● Work to complete: Reproduce each of the lines below without a single change.

● Data for this exercise:
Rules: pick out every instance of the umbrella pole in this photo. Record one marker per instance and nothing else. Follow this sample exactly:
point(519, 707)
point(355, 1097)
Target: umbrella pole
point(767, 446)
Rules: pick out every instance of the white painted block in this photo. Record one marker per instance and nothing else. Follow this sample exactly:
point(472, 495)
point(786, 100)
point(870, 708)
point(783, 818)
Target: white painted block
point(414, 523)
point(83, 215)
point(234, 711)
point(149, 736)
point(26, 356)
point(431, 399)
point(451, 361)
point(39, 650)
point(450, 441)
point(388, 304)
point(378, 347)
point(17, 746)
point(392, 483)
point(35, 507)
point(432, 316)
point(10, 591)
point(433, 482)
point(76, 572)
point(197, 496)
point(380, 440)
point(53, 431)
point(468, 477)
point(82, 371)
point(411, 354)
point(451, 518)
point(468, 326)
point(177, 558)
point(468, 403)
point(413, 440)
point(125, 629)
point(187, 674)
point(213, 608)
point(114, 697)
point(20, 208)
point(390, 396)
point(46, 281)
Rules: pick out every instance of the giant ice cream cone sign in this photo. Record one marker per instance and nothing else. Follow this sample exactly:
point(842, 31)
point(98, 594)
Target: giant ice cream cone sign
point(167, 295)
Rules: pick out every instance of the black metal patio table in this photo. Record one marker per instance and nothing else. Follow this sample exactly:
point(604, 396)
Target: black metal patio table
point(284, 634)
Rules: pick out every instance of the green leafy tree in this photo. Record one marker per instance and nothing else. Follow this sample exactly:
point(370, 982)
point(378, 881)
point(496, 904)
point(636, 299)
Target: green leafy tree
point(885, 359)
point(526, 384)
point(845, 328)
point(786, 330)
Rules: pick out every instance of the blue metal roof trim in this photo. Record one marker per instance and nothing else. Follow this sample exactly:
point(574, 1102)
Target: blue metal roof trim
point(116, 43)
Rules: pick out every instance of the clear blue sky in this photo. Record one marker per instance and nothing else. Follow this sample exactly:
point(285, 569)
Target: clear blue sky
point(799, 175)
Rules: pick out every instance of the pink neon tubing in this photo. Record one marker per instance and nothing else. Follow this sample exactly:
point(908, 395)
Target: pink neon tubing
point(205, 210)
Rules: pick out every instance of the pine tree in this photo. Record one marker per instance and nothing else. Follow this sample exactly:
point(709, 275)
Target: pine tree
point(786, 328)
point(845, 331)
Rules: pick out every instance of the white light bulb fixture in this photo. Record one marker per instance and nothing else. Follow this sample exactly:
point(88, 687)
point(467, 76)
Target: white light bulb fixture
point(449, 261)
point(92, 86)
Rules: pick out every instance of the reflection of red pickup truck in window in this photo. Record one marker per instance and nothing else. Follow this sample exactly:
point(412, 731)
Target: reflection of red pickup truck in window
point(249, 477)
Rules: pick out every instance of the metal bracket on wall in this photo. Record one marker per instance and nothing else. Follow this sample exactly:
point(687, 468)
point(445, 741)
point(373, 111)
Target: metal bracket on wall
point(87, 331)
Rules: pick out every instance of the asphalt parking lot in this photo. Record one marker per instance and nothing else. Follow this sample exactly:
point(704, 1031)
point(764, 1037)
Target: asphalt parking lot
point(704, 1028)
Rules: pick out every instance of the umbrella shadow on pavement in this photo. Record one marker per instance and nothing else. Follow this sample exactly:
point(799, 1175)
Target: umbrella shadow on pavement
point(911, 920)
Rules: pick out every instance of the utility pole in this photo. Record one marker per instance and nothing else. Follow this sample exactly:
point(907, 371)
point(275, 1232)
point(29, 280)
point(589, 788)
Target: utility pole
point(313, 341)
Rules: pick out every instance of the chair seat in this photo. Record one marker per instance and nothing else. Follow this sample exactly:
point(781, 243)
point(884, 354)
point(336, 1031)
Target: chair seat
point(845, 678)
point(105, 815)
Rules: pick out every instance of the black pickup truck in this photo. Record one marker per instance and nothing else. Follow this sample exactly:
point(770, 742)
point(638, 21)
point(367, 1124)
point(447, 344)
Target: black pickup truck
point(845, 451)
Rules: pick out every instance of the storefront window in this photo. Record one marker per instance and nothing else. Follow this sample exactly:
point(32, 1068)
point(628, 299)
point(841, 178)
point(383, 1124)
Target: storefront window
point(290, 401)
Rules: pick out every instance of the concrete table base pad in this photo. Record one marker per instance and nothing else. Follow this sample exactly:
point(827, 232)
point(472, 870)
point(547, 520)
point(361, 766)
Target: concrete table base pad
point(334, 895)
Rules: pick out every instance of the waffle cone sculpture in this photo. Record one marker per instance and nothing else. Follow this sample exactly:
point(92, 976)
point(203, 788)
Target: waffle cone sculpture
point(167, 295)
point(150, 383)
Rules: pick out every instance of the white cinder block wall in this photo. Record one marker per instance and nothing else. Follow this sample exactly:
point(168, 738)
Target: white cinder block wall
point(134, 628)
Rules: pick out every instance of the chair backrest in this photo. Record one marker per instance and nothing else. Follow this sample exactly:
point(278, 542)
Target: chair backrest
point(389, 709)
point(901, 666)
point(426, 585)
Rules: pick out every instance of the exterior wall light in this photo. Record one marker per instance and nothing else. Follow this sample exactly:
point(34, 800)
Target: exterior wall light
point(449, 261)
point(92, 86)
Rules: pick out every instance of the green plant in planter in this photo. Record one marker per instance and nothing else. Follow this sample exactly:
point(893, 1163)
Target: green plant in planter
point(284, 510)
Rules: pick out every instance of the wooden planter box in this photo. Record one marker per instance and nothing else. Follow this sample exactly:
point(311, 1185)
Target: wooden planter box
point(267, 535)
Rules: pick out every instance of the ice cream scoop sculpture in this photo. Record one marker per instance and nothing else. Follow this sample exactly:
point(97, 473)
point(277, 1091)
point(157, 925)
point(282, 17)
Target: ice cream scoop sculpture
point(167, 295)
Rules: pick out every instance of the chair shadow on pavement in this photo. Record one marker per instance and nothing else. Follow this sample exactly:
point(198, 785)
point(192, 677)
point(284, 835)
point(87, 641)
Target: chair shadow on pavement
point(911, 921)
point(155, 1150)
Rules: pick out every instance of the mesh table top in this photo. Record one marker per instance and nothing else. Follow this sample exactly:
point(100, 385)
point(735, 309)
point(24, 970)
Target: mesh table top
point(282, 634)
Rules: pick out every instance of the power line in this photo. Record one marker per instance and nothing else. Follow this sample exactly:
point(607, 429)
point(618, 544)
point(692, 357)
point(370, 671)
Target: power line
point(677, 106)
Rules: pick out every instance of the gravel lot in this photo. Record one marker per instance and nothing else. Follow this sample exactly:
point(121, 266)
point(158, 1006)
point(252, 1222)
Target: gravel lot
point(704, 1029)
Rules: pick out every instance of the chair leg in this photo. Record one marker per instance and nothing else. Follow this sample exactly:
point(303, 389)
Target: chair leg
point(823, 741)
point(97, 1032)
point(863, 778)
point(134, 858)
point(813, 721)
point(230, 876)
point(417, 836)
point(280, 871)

● Expected output:
Rules: pick out every instance of the umbrella pole in this photo. Record one marker per instance and nothing else. Follow this sample exactly:
point(519, 707)
point(355, 1097)
Target: umbrella pole
point(767, 446)
Rules: pick out every instance of the white painted block in this photo. Record one marker per instance and nothing else. Follow this sample exactly:
point(472, 495)
point(786, 100)
point(870, 708)
point(783, 818)
Target: white painted block
point(414, 523)
point(83, 215)
point(234, 711)
point(149, 736)
point(26, 356)
point(431, 399)
point(451, 361)
point(39, 650)
point(450, 441)
point(388, 304)
point(378, 347)
point(17, 746)
point(392, 483)
point(35, 507)
point(432, 316)
point(10, 591)
point(433, 482)
point(76, 572)
point(197, 496)
point(380, 440)
point(53, 431)
point(468, 477)
point(82, 371)
point(411, 354)
point(451, 518)
point(468, 326)
point(177, 558)
point(468, 403)
point(413, 440)
point(125, 629)
point(187, 674)
point(213, 608)
point(114, 697)
point(20, 208)
point(390, 396)
point(46, 281)
Rules: pick out every instance of the giant ice cream cone sign in this photo. Record one marker per instance and nothing else. Follow this sample exactly:
point(842, 31)
point(98, 594)
Target: giant ice cream cone sign
point(167, 295)
Rules: pick out every instance of the black metal patio table in this photo. Record one marker per instance and nothing else. Follow this sample exactly:
point(604, 396)
Target: black metal patio table
point(284, 634)
Rules: pick out every instance of the green leafy tree in this photo. Record one marker per instance and nothing else. Follow this sample exactly:
point(370, 982)
point(378, 881)
point(496, 904)
point(636, 299)
Target: green leafy tree
point(885, 359)
point(526, 384)
point(845, 328)
point(786, 330)
Rules: pick out every instance of the blue metal roof trim in this photo. Record one marker per instance and nothing else. Follow this sample exactly:
point(574, 1102)
Target: blue metal roof trim
point(116, 43)
Rules: pick out every instance of the clear blue sky in this photo. Record one marker per instance and nothing else. Follow this sample exactly:
point(285, 569)
Target: clear blue sky
point(799, 175)
Rules: pick out every instance of the pink neon tubing in this photo. Record one marker per instance and nothing else. Follow this sample exactly:
point(908, 395)
Target: pink neon tubing
point(205, 210)
Rules: pick out every instance of the pine tree in this photo. Record one marker per instance and nothing else. Follow this sample exactly:
point(709, 275)
Target: pine tree
point(786, 328)
point(845, 331)
Rules: pick out every instance of the white light bulb fixture in this photo. Record one marker per instance and nothing else. Follow this sample exactly:
point(88, 687)
point(467, 76)
Target: white light bulb fixture
point(449, 261)
point(92, 86)
Rules: pick out every instance of the reflection of red pickup truck in window in this photo. Record one marker per instance and nothing else. Follow this sample exactly:
point(412, 731)
Target: reflection of red pickup truck in window
point(249, 477)
Rules: pick out every instance of the metal bracket on wall in this photo. Record one marker per instance and nothing else. Follow this sample exactly:
point(687, 468)
point(445, 741)
point(373, 111)
Target: metal bracket on wall
point(87, 331)
Rules: pick out every instance of the asphalt parking lot in this photo. Record one marker per instance and nothing else. Follow this sample exactly:
point(704, 1031)
point(764, 1037)
Target: asphalt parking lot
point(704, 1028)
Rules: pick out every instance of the umbrella shadow on pavement in this photo. Record one marker per instance and nothing else. Follow this sample exactly:
point(799, 1175)
Target: umbrella shadow on pavement
point(911, 920)
Rules: pick out every instance of the utility pole in this photo. Record one marker per instance and nothing else. Follow this sample exactly:
point(907, 371)
point(275, 1232)
point(29, 280)
point(589, 788)
Target: utility pole
point(313, 341)
Rules: pick out every instance of the chair seat in this photo. Record one marker per instance and nothing else. Follow this sample exactly:
point(781, 243)
point(884, 354)
point(336, 1031)
Target: chair seat
point(845, 678)
point(105, 815)
Rules: pick out every instance of the black pickup truck in this photo. Record one marker per instance and nothing else. Follow this sample exactly:
point(770, 742)
point(638, 21)
point(367, 1124)
point(447, 344)
Target: black pickup truck
point(845, 451)
Rules: pick out every instance of the storefront window in this photo. Record one marker per instance and nothing else. Follow this sample exactly:
point(32, 1068)
point(628, 299)
point(841, 178)
point(383, 1124)
Target: storefront window
point(290, 401)
Rules: pick out every instance of the concrete table base pad in this photo. Record one marker per instance and nothing else. Follow this sample exactly:
point(827, 232)
point(472, 870)
point(547, 520)
point(361, 766)
Target: concrete table base pad
point(334, 895)
Rules: pick out every instance of the waffle cone sculpture in this photo. Record one marker per instance and nothing else. Follow this sample exactly:
point(92, 976)
point(203, 788)
Target: waffle cone sculpture
point(167, 295)
point(150, 383)
Rules: pick out every instance of the white cinder block wall in this photo. Record one marker per instance and nothing else. Follow this sample exactly:
point(168, 738)
Target: white cinder block wall
point(134, 628)
Rules: pick out every instance of the chair backrest in this photo. Record one marker per instance and nothing else. Follow this sample exactly:
point(278, 542)
Target: chair backrest
point(389, 709)
point(901, 666)
point(426, 585)
Rules: pick out every instance of the exterior wall light in this photo. Record one marker per instance and nothing else. Follow this sample exactly:
point(34, 800)
Target: exterior wall light
point(449, 261)
point(92, 86)
Rules: pick out every instance of the green plant in planter in this photo. Record one marker per instance and nothing else. Follow this sample exactly:
point(893, 1163)
Target: green plant in planter
point(284, 510)
Rules: pick out every instance of the wooden planter box in this photo. Record one marker per instance and nothing else. Follow this sample exactly:
point(311, 1185)
Target: wooden planter box
point(267, 535)
Rules: pick out every instance of the ice cream scoop sculpture in this photo. Record one marker per instance and nothing else. Follow this sample exactly:
point(97, 473)
point(277, 1091)
point(157, 925)
point(282, 17)
Target: ice cream scoop sculpture
point(167, 295)
Rules: pick out every instance of the chair shadow on pavement in this photo. Record one marker per instance and nothing else. Follow this sample exactly:
point(198, 785)
point(192, 677)
point(284, 835)
point(87, 641)
Target: chair shadow on pavement
point(911, 921)
point(155, 1150)
Rules: pick out every instance of the mesh table top in this photo. Record one marker per instance and nothing else. Follow this sample exactly:
point(100, 385)
point(735, 309)
point(24, 970)
Target: mesh table top
point(282, 634)
Rules: pick out every instance of the power line in this photo. Record one marker per instance and nothing else. Follow this sample exactly:
point(607, 429)
point(618, 544)
point(692, 357)
point(370, 671)
Target: power line
point(677, 106)
Rules: pick out every instance of the gravel lot in this photo. Record one marker per instance and nothing else. Follow this sample exactly:
point(121, 266)
point(158, 1006)
point(252, 1222)
Target: gravel lot
point(704, 1029)
Rules: pick out every instance of the chair leg in this photo. Record one marker per instance and nothing else. Follow this sample exactly:
point(303, 389)
Target: chair leg
point(823, 741)
point(97, 1032)
point(863, 778)
point(134, 858)
point(813, 721)
point(230, 876)
point(417, 836)
point(280, 871)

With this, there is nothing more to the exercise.